(Collected data entries)
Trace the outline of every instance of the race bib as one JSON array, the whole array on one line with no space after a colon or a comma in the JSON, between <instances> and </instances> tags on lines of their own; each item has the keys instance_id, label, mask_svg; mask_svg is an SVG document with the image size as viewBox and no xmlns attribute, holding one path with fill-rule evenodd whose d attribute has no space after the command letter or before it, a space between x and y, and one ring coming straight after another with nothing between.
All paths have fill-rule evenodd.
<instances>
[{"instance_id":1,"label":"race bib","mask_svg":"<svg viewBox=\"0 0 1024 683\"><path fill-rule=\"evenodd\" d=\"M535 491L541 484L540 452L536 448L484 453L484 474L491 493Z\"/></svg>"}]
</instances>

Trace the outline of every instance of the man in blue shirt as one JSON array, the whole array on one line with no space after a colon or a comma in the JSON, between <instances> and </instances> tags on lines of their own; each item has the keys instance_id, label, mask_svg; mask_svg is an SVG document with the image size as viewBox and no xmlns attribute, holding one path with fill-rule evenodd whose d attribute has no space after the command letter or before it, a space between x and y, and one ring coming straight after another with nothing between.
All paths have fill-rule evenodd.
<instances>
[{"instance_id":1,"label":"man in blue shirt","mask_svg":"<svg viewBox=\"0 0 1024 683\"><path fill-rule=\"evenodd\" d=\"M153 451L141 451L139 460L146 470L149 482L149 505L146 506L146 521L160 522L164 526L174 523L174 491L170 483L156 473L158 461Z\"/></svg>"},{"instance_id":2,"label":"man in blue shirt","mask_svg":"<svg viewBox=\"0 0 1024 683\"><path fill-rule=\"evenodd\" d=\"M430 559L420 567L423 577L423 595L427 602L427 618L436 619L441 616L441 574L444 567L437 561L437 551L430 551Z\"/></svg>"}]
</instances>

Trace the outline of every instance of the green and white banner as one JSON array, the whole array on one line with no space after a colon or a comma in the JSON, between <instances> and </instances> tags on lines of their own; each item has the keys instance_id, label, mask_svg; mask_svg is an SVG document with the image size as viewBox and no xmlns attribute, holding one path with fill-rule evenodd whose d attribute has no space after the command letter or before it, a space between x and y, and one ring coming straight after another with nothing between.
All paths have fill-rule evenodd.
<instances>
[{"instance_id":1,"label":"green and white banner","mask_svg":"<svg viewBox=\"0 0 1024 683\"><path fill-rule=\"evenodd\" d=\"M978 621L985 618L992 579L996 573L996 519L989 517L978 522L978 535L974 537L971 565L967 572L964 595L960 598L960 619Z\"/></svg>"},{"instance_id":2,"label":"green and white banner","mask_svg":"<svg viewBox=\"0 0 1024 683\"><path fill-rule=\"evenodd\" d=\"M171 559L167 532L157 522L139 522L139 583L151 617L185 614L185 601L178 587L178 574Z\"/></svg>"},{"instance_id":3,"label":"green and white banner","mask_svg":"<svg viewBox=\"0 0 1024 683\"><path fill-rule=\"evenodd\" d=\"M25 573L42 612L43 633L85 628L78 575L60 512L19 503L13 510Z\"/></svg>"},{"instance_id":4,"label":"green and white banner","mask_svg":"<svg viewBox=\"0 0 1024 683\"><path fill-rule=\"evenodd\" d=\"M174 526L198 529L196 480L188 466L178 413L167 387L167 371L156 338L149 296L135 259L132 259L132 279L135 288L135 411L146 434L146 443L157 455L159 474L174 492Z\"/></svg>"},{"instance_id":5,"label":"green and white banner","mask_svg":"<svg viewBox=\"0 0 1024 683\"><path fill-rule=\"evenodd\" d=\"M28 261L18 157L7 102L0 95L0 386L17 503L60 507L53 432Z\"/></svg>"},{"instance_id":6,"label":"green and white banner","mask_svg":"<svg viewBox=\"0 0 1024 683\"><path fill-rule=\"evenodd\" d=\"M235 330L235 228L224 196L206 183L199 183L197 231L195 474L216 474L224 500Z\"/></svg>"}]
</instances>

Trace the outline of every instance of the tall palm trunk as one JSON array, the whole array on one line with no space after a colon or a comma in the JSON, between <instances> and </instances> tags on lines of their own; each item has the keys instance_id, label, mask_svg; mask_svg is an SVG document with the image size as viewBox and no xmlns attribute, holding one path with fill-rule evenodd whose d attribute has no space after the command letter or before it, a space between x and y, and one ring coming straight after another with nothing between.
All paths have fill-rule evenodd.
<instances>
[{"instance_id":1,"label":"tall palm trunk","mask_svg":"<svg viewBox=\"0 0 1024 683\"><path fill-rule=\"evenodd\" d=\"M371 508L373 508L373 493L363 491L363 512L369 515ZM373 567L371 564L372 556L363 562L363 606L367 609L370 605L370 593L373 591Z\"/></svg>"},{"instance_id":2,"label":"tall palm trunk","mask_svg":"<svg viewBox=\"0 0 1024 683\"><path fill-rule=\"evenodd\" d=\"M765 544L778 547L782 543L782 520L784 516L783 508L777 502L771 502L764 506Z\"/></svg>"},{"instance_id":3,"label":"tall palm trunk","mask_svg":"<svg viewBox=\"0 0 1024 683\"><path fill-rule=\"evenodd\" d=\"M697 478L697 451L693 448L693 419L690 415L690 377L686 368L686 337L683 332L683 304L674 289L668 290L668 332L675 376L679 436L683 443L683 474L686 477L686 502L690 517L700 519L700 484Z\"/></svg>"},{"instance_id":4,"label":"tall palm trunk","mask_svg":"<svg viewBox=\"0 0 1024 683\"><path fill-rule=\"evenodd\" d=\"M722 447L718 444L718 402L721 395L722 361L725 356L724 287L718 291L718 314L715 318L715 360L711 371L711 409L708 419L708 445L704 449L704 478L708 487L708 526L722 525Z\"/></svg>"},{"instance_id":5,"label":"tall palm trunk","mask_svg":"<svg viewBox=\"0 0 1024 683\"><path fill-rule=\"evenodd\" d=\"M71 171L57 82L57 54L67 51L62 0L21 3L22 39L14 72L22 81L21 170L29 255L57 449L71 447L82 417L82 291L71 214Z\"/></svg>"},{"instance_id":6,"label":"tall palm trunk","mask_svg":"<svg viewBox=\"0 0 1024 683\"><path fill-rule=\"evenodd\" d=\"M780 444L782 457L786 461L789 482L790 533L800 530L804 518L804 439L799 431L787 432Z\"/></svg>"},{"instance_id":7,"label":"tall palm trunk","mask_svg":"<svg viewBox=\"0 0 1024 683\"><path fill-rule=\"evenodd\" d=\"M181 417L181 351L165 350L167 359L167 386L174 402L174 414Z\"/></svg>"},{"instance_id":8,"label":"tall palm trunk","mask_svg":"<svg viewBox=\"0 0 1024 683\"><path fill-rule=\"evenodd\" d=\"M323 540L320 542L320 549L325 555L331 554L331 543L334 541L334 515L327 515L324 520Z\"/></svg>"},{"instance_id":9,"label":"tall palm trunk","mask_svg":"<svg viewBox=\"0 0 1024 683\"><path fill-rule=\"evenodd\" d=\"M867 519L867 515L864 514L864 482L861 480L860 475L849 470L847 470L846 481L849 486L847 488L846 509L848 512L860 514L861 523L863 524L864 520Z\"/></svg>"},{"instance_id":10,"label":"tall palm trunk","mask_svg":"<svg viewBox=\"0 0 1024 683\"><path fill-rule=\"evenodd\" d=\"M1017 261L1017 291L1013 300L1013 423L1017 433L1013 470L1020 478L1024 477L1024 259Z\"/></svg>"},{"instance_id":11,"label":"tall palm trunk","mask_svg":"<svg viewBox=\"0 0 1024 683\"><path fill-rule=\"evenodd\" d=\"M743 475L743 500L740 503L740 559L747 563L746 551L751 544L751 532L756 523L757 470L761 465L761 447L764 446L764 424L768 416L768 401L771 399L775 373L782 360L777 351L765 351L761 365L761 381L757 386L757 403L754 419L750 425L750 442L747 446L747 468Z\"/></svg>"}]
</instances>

Task description:
Restate each of the entries above verbatim.

Finished task:
Trace the outline of every instance of the race bib as one JSON array, the whole array on one line with no space after a colon or a comma in the JSON, between <instances> and </instances> tags on lines of their own; each item has the keys instance_id, label, mask_svg; mask_svg is an SVG document with the image size as viewBox and no xmlns attribute, holding one path with fill-rule evenodd whose d attribute has no space after the command letter or before it, a space between x and y, and one ring coming straight after another with nothing between.
All paths have fill-rule evenodd.
<instances>
[{"instance_id":1,"label":"race bib","mask_svg":"<svg viewBox=\"0 0 1024 683\"><path fill-rule=\"evenodd\" d=\"M535 491L541 484L540 452L536 448L484 453L484 474L491 493Z\"/></svg>"}]
</instances>

Trace the outline of every instance of the man in blue shirt as one JSON array, the whole array on one line with no space after a colon or a comma in the JSON, between <instances> and </instances> tags on lines of their own; each item has the keys instance_id, label, mask_svg; mask_svg is an SVG document with the image size as viewBox and no xmlns attribute, holding one path with fill-rule evenodd whose d attribute has no space after the command letter or before it, a space between x and y, and one ring coming straight after another with nothing between.
All paths have fill-rule evenodd.
<instances>
[{"instance_id":1,"label":"man in blue shirt","mask_svg":"<svg viewBox=\"0 0 1024 683\"><path fill-rule=\"evenodd\" d=\"M153 451L141 451L139 460L146 470L149 482L149 505L146 506L146 521L160 522L164 526L174 523L174 491L170 483L156 473L158 461Z\"/></svg>"},{"instance_id":2,"label":"man in blue shirt","mask_svg":"<svg viewBox=\"0 0 1024 683\"><path fill-rule=\"evenodd\" d=\"M430 559L420 567L423 577L423 595L427 602L427 618L436 619L441 616L441 574L444 567L437 561L437 551L430 551Z\"/></svg>"}]
</instances>

Trace the outline of every instance of the green and white banner as one JSON array, the whole array on one line with no space after a colon or a comma in the JSON, between <instances> and </instances> tags on lines of their own; each item has the keys instance_id, label, mask_svg; mask_svg is an SVG document with the image size as viewBox and no xmlns attribute, holding one path with fill-rule evenodd whose d attribute has no space after the command letter or before it, a space between x and y, and one ring coming straight after another with nothing between.
All paths have fill-rule evenodd.
<instances>
[{"instance_id":1,"label":"green and white banner","mask_svg":"<svg viewBox=\"0 0 1024 683\"><path fill-rule=\"evenodd\" d=\"M978 621L985 618L992 579L996 573L996 519L989 517L978 522L978 535L974 537L971 565L967 572L964 595L960 598L960 619Z\"/></svg>"},{"instance_id":2,"label":"green and white banner","mask_svg":"<svg viewBox=\"0 0 1024 683\"><path fill-rule=\"evenodd\" d=\"M171 559L167 532L157 522L139 522L139 583L151 617L185 614L185 601L178 587L178 574Z\"/></svg>"},{"instance_id":3,"label":"green and white banner","mask_svg":"<svg viewBox=\"0 0 1024 683\"><path fill-rule=\"evenodd\" d=\"M25 573L42 612L43 633L85 628L78 575L60 512L19 503L13 510Z\"/></svg>"},{"instance_id":4,"label":"green and white banner","mask_svg":"<svg viewBox=\"0 0 1024 683\"><path fill-rule=\"evenodd\" d=\"M174 526L198 529L196 480L188 466L178 413L167 387L167 371L156 338L149 296L135 259L132 259L132 279L135 288L135 411L146 434L146 443L157 455L159 474L174 492Z\"/></svg>"},{"instance_id":5,"label":"green and white banner","mask_svg":"<svg viewBox=\"0 0 1024 683\"><path fill-rule=\"evenodd\" d=\"M28 261L18 157L7 102L0 95L0 386L17 503L60 507L53 432Z\"/></svg>"},{"instance_id":6,"label":"green and white banner","mask_svg":"<svg viewBox=\"0 0 1024 683\"><path fill-rule=\"evenodd\" d=\"M235 330L235 228L224 196L206 183L199 183L197 231L195 474L216 474L224 500Z\"/></svg>"}]
</instances>

Trace the outline of every instance of the tall palm trunk as one JSON array, the whole array on one line with no space after a colon or a comma in the JSON, between <instances> and </instances> tags on lines of their own; each item has the keys instance_id, label, mask_svg; mask_svg is an SVG document with the image size as viewBox and no xmlns attribute, holding one path with fill-rule evenodd whose d attribute has no space after the command letter or before it, a space between x and y, and one ring coming straight after another with nothing between.
All paths have fill-rule evenodd.
<instances>
[{"instance_id":1,"label":"tall palm trunk","mask_svg":"<svg viewBox=\"0 0 1024 683\"><path fill-rule=\"evenodd\" d=\"M371 508L373 508L373 493L363 491L363 512L369 515ZM373 567L371 564L372 556L363 562L363 606L367 609L370 605L370 593L373 591Z\"/></svg>"},{"instance_id":2,"label":"tall palm trunk","mask_svg":"<svg viewBox=\"0 0 1024 683\"><path fill-rule=\"evenodd\" d=\"M765 544L778 547L782 543L782 520L784 516L783 508L777 502L771 502L764 506Z\"/></svg>"},{"instance_id":3,"label":"tall palm trunk","mask_svg":"<svg viewBox=\"0 0 1024 683\"><path fill-rule=\"evenodd\" d=\"M697 478L697 451L693 448L693 419L690 415L690 377L686 368L686 337L683 332L683 304L674 289L668 290L668 332L675 376L679 436L683 443L683 474L686 477L686 502L690 517L700 519L700 484Z\"/></svg>"},{"instance_id":4,"label":"tall palm trunk","mask_svg":"<svg viewBox=\"0 0 1024 683\"><path fill-rule=\"evenodd\" d=\"M722 447L718 444L718 402L721 395L722 361L725 356L724 287L718 291L718 314L715 318L715 360L711 371L711 409L708 419L708 445L704 449L704 478L708 487L708 526L722 525Z\"/></svg>"},{"instance_id":5,"label":"tall palm trunk","mask_svg":"<svg viewBox=\"0 0 1024 683\"><path fill-rule=\"evenodd\" d=\"M71 171L57 82L57 54L67 51L62 0L21 3L22 39L14 72L22 81L21 170L29 255L57 449L71 447L82 417L82 291L71 214Z\"/></svg>"},{"instance_id":6,"label":"tall palm trunk","mask_svg":"<svg viewBox=\"0 0 1024 683\"><path fill-rule=\"evenodd\" d=\"M780 444L782 457L786 461L789 482L790 533L800 530L804 518L804 439L799 431L787 432Z\"/></svg>"},{"instance_id":7,"label":"tall palm trunk","mask_svg":"<svg viewBox=\"0 0 1024 683\"><path fill-rule=\"evenodd\" d=\"M181 417L181 351L165 350L167 359L167 386L174 402L174 414Z\"/></svg>"},{"instance_id":8,"label":"tall palm trunk","mask_svg":"<svg viewBox=\"0 0 1024 683\"><path fill-rule=\"evenodd\" d=\"M323 540L320 542L320 549L325 555L331 554L331 543L334 541L334 515L327 515L324 520Z\"/></svg>"},{"instance_id":9,"label":"tall palm trunk","mask_svg":"<svg viewBox=\"0 0 1024 683\"><path fill-rule=\"evenodd\" d=\"M867 519L867 515L864 514L864 482L861 480L860 475L849 470L847 470L846 481L849 486L847 488L846 509L848 512L860 514L861 523L863 524L864 520Z\"/></svg>"},{"instance_id":10,"label":"tall palm trunk","mask_svg":"<svg viewBox=\"0 0 1024 683\"><path fill-rule=\"evenodd\" d=\"M1017 261L1017 291L1013 300L1013 423L1017 433L1013 470L1020 478L1024 477L1024 259Z\"/></svg>"},{"instance_id":11,"label":"tall palm trunk","mask_svg":"<svg viewBox=\"0 0 1024 683\"><path fill-rule=\"evenodd\" d=\"M743 475L743 500L740 503L740 559L747 563L746 551L751 544L751 532L756 523L757 470L761 465L761 447L764 446L764 424L768 416L768 401L771 399L775 373L782 360L777 351L765 351L761 365L761 381L757 386L757 403L754 419L750 425L750 442L747 446L747 468Z\"/></svg>"}]
</instances>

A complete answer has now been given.